─── TEXTAUSZUG ───

Mit viel Interesse und Freude nahm ich am Kongress in Allenstein teil, der von der Landsmannschaft Ostpreußen organisiert wurde. Einerseits, weil er aktive Mitglieder der deutschen Minderheit aus Ermland und Masuren zusammenbringt. Andererseits, weil traditionell Kommunalpolitiker unterschiedlicher Ebenen daran teilnehmen. Zusammen neigen sie sich über die Themen des gemeinsamen Kulturerbes, der Minderheitenrechte und deren Realisierung oder auch der aktuellen Lage der einzelnen Gruppen der deutschen Minderheit.

Ich wurde gebeten, über die europäische Bürgerinitiative Minority SafePack zu sprechen, die nach Jahren des Engagements unterschiedlicher Minderheiten in vielen Ländern Europas im Januar von der Europäischen Kommission abgelehnt wurde. Das brachte mich dazu, über die Schattenseiten der Demokratie in der EU zu sprechen, die es erlaubt, dass eine kleine Gruppe von Kommissaren den Willen von über einer Million EU-Bürger, ausgedrückt durch eine individuelle Unterstützung des Projekts, fällen kann.

─── ENTNOMMENE ZEILEN ───

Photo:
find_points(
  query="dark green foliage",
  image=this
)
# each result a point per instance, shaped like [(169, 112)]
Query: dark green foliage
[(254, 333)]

───

WORUM ES GEHT: Schreiben Sie aus dem Text über den Kongress in Allenstein den Abschnitt von „Mit viel Interesse“ bis „der deutschen Minderheit.“ wortgetreu ab. Die Zeilen stehen für sich und gehören nicht zum Text über den Kongress in Allenstein.

ANTWORT:
Mit viel Interesse und Freude nahm ich am Kongress in Allenstein teil, der von der Landsmannschaft Ostpreußen organisiert wurde. Einerseits, weil er aktive Mitglieder der deutschen Minderheit aus Ermland und Masuren zusammenbringt. Andererseits, weil traditionell Kommunalpolitiker unterschiedlicher Ebenen daran teilnehmen. Zusammen neigen sie sich über die Themen des gemeinsamen Kulturerbes, der Minderheitenrechte und deren Realisierung oder auch der aktuellen Lage der einzelnen Gruppen der deutschen Minderheit.